(Exercise details): Swap "burlap" for "canvas" in the lines from the one with "letter u in" to the one with "Target: burlap flag with letter u", and return only those lines with nothing else changed.

Data taken from a collection
######

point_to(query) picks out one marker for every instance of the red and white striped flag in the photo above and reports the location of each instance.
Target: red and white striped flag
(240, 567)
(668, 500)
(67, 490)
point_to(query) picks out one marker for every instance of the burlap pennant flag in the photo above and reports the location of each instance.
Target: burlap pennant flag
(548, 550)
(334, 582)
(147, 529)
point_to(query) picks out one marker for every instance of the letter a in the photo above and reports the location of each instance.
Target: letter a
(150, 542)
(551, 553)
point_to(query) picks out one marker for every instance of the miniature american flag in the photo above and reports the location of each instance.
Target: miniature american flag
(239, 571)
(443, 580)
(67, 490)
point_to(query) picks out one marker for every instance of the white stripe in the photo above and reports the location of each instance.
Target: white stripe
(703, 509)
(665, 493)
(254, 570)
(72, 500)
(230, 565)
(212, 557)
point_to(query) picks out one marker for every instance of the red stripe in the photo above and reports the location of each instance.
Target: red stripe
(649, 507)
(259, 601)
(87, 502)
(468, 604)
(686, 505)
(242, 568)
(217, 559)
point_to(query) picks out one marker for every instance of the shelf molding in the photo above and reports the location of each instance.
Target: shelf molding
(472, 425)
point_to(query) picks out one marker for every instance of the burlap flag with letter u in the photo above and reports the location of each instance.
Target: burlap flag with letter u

######

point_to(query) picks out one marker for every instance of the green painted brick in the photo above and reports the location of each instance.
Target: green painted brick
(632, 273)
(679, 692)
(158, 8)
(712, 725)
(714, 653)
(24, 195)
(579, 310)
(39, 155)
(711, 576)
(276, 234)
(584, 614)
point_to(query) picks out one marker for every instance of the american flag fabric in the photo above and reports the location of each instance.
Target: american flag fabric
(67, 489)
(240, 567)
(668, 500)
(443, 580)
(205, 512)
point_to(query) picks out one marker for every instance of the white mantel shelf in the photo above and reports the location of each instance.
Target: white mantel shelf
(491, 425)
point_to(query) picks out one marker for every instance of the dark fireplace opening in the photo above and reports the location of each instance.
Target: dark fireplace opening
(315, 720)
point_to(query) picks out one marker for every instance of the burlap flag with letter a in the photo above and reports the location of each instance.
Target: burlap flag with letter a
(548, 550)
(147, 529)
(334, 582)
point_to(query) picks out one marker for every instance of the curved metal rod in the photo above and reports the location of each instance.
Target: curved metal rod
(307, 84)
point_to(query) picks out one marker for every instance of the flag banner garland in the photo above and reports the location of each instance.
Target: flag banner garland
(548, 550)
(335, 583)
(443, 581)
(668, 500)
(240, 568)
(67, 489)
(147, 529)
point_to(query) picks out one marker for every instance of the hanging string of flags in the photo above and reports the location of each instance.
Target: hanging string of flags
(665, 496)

######

(Finished task):
point_to(query) picks out one marker for every instance of the canvas flag with letter u in the photo above and reports the location of each instance.
Target: canvas flag with letter u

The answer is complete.